>>>
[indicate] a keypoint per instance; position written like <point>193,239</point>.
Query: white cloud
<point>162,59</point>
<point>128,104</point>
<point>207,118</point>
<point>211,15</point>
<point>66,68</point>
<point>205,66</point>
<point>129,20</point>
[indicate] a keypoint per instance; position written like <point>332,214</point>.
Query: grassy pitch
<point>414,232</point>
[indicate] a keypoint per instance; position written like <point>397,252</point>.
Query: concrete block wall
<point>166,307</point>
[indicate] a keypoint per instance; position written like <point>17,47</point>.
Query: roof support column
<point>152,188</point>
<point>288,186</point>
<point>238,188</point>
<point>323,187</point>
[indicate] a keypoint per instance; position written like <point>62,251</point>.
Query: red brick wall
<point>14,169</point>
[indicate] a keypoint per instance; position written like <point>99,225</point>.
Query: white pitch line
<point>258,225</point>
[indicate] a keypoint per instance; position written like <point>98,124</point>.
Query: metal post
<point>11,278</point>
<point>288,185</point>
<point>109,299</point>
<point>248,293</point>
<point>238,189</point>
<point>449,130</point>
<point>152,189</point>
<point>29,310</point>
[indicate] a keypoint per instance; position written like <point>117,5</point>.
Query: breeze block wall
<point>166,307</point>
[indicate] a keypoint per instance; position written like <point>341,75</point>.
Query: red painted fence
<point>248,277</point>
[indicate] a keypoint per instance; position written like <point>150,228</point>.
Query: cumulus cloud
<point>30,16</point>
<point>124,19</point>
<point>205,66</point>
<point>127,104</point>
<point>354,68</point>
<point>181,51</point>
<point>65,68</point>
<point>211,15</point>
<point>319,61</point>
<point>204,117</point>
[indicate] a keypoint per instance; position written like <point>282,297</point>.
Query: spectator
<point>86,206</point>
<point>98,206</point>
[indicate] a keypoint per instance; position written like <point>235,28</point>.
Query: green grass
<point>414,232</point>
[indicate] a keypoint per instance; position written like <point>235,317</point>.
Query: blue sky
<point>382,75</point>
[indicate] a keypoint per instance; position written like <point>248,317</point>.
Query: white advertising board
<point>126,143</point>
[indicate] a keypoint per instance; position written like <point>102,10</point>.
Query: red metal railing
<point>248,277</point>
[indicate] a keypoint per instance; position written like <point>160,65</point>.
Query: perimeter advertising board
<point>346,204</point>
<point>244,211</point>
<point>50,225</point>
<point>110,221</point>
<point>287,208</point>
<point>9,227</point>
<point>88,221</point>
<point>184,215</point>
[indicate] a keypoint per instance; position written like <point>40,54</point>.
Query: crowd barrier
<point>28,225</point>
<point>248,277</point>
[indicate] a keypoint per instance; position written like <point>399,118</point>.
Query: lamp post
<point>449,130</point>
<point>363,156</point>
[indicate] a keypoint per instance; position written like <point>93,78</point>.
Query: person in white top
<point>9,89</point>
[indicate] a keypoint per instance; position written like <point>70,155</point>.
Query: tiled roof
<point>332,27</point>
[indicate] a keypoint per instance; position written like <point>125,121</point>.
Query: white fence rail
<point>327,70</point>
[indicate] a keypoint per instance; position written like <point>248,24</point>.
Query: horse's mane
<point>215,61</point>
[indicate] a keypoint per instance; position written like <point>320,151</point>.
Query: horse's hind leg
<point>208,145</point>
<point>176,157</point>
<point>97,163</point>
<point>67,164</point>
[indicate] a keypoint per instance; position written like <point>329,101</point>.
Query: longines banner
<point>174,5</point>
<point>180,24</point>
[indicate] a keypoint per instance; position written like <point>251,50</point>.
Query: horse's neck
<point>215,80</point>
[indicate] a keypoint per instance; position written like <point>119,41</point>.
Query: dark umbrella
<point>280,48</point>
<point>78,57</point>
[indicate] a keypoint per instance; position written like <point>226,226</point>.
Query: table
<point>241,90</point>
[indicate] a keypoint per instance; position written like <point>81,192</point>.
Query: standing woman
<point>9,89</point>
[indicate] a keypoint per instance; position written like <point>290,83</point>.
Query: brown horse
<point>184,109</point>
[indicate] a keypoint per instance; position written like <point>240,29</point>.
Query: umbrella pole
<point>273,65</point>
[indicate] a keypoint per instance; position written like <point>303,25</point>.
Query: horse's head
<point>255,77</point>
<<<
Exact copies of all the entries above should be returned.

__RESPONSE BELOW__.
[indicate] a keypoint per instance; position written like <point>193,239</point>.
Query: white cloud
<point>162,59</point>
<point>128,104</point>
<point>207,118</point>
<point>211,15</point>
<point>66,68</point>
<point>205,66</point>
<point>129,20</point>
[indicate] a keypoint per instance; position written like <point>332,214</point>.
Query: grassy pitch
<point>414,232</point>
[indicate] a keypoint per instance; position written like <point>397,252</point>.
Query: concrete block wall
<point>166,307</point>
[indicate] a keypoint per instance; position written like <point>17,47</point>.
Query: roof support column
<point>152,188</point>
<point>288,186</point>
<point>238,188</point>
<point>323,187</point>
[indicate] a keypoint per instance; position written like <point>62,251</point>.
Query: red brick wall
<point>14,169</point>
[indicate] a keypoint per instance; position written like <point>99,225</point>.
Query: white pitch line
<point>258,225</point>
[indicate] a keypoint per instance; position written like <point>98,124</point>.
Query: metal post
<point>11,278</point>
<point>288,185</point>
<point>109,299</point>
<point>248,293</point>
<point>238,189</point>
<point>449,130</point>
<point>152,189</point>
<point>29,310</point>
[indicate] a keypoint per instance; position written like <point>117,5</point>.
Query: breeze block wall
<point>166,307</point>
[indicate] a keypoint per instance; position written like <point>341,75</point>.
Query: red painted fence
<point>248,277</point>
[indicate] a keypoint per instance; position written like <point>150,228</point>.
Query: cumulus cloud
<point>30,16</point>
<point>124,19</point>
<point>205,66</point>
<point>127,104</point>
<point>354,68</point>
<point>181,51</point>
<point>65,68</point>
<point>211,15</point>
<point>319,61</point>
<point>204,117</point>
[indicate] a keypoint per instance; position written like <point>282,297</point>.
Query: spectator
<point>86,206</point>
<point>98,206</point>
[indicate] a keypoint per instance; position written like <point>235,28</point>.
Query: green grass
<point>414,232</point>
[indicate] a keypoint per instance; position written like <point>235,317</point>.
Query: blue sky
<point>382,75</point>
[indicate] a keypoint per instance; position written like <point>248,317</point>.
Query: white advertising board
<point>126,143</point>
[indicate] a keypoint per instance; position written like <point>102,10</point>.
Query: red metal railing
<point>248,277</point>
[indicate] a keypoint per instance; position written like <point>160,65</point>.
Query: perimeter advertising board
<point>346,204</point>
<point>244,211</point>
<point>50,225</point>
<point>110,221</point>
<point>287,208</point>
<point>9,227</point>
<point>88,221</point>
<point>184,215</point>
[indicate] a keypoint per instance; position written like <point>40,54</point>.
Query: crowd barrier
<point>28,225</point>
<point>248,277</point>
[indicate] a keypoint per instance; position written like <point>399,118</point>.
Query: lamp post
<point>449,130</point>
<point>363,156</point>
[indicate] a keypoint per instance; position written like <point>93,78</point>.
Query: person in white top
<point>9,89</point>
[indicate] a keypoint per instance; position written like <point>70,155</point>.
Query: tiled roof
<point>332,27</point>
[indicate] a keypoint per instance; position written like <point>125,121</point>.
Query: white fence rail
<point>327,70</point>
[indicate] a keypoint per instance; position written like <point>248,24</point>.
Query: horse's mane
<point>215,61</point>
[indicate] a keypoint per instance; position written like <point>320,151</point>.
Query: horse's hind leg
<point>208,145</point>
<point>176,157</point>
<point>97,163</point>
<point>67,164</point>
[indicate] a keypoint per instance; position written like <point>329,101</point>.
Query: longines banner
<point>174,5</point>
<point>180,24</point>
[indicate] a keypoint per instance; position written like <point>251,50</point>.
Query: horse's neck
<point>215,80</point>
[indicate] a keypoint per instance; position written like <point>119,41</point>.
Query: dark umbrella
<point>280,48</point>
<point>78,57</point>
[indicate] a keypoint per instance; position written like <point>226,226</point>.
Query: table
<point>241,90</point>
[indicate] a keypoint per instance; position written like <point>81,192</point>.
Query: standing woman
<point>9,89</point>
[indicate] a keypoint per instance; position written like <point>290,83</point>.
Query: brown horse
<point>184,109</point>
[indicate] a keypoint per instance; position written like <point>240,29</point>.
Query: umbrella pole
<point>273,65</point>
[indicate] a keypoint per instance; position written like <point>303,25</point>.
Query: horse's head
<point>255,77</point>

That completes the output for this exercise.